[Referring expression pointing data]
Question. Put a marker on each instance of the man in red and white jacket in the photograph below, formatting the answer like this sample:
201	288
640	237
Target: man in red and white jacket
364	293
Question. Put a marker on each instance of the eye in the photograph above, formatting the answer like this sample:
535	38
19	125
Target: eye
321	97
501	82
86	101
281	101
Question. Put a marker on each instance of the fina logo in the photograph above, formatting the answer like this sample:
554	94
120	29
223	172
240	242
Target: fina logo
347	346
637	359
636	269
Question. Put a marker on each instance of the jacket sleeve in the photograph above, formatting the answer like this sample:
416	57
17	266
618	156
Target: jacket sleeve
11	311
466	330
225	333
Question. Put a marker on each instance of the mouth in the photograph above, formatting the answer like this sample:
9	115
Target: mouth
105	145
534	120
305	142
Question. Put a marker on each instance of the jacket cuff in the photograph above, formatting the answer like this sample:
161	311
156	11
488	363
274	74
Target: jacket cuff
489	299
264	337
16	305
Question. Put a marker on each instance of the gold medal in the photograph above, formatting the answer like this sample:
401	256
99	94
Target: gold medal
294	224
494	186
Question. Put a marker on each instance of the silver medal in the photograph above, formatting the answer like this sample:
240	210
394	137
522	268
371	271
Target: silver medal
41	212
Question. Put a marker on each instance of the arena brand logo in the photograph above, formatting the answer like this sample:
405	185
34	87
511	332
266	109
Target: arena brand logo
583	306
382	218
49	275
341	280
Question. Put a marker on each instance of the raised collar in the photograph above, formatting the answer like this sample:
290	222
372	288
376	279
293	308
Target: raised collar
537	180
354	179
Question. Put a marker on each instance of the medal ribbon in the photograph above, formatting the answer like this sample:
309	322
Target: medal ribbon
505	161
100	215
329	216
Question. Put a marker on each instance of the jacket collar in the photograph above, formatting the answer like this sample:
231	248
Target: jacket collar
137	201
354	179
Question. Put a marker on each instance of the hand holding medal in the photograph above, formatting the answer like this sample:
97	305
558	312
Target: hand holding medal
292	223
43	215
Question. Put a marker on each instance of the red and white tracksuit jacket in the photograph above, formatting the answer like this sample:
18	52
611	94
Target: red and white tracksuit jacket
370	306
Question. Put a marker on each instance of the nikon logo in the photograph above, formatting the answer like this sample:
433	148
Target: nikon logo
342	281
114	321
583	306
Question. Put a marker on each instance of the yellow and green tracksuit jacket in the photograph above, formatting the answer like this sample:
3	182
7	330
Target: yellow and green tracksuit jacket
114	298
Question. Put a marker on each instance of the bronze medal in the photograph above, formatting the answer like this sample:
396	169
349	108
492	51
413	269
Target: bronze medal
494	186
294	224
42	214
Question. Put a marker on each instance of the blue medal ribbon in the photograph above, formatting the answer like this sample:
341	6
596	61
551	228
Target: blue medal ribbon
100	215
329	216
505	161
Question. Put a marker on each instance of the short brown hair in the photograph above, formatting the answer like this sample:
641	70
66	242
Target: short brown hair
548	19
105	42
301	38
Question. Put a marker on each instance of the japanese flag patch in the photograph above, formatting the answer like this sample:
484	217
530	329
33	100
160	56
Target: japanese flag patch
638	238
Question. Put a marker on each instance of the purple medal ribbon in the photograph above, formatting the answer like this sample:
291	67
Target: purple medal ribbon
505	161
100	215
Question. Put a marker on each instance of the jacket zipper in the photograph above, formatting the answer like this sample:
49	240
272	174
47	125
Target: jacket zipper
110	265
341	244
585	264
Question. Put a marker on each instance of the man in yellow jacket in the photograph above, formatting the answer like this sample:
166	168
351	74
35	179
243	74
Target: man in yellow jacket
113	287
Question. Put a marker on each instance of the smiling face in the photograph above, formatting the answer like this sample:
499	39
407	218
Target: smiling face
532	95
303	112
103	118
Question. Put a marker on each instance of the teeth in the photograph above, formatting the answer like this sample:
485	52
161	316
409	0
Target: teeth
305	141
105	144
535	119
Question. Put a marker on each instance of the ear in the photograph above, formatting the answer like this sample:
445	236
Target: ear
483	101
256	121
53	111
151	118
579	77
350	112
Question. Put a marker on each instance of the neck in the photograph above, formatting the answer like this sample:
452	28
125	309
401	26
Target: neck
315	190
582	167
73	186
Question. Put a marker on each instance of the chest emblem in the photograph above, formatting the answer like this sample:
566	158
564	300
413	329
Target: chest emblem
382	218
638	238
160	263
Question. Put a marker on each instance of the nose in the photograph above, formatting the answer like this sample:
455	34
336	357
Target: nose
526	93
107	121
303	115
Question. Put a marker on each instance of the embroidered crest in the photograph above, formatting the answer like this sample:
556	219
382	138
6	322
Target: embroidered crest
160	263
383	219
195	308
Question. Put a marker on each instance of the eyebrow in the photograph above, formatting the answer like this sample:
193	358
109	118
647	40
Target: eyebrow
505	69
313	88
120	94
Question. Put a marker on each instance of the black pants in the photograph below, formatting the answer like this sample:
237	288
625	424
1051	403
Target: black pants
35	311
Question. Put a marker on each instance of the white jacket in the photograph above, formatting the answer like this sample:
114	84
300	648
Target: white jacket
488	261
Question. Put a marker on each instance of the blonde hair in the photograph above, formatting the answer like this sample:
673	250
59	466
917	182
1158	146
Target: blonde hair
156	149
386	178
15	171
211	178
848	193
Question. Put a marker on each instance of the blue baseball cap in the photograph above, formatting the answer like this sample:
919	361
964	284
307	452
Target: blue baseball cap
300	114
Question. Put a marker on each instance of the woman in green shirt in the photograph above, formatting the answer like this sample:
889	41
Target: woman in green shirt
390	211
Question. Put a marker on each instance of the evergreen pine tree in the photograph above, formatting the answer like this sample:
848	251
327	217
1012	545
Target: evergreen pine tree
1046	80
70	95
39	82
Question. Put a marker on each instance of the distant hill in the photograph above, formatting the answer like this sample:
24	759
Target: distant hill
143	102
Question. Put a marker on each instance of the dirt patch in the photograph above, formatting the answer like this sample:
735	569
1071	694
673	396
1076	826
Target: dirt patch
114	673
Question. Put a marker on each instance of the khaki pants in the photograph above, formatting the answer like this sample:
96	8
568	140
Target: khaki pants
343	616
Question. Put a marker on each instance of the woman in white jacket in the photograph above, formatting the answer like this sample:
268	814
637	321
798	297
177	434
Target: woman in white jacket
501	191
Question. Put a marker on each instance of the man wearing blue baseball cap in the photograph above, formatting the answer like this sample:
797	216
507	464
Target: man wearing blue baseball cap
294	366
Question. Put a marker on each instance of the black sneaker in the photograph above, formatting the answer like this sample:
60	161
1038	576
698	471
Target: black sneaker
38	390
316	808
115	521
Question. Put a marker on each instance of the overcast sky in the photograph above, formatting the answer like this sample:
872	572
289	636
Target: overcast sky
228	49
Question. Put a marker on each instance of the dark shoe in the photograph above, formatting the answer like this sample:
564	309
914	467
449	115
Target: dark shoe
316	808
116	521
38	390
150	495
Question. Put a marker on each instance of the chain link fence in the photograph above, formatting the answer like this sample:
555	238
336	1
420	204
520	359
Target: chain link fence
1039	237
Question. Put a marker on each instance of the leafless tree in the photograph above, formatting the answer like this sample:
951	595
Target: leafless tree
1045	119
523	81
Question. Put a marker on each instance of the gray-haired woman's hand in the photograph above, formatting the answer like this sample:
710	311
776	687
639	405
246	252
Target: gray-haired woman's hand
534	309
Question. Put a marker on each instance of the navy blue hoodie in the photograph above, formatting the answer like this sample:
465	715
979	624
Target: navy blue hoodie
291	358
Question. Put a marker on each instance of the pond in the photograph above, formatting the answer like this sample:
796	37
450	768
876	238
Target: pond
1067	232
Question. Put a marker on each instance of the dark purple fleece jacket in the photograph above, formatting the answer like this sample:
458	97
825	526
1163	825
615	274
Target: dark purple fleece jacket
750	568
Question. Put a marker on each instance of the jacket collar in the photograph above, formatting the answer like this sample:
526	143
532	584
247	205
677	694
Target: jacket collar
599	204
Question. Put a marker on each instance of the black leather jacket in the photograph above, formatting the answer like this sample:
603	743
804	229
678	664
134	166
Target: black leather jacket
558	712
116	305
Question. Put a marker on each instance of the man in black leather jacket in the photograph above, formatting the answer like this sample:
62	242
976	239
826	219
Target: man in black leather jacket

ASSIGNMENT: Your task is to gather all lines from the entries above that hold the word "below".

YOUR RESPONSE:
Question. Put a marker on each instance of the man in red and white jacket in the photograph below, formatting the answer like this sample:
Question. Put a marker on each instance of the black pants in the photograph below, formatting the answer like this sample:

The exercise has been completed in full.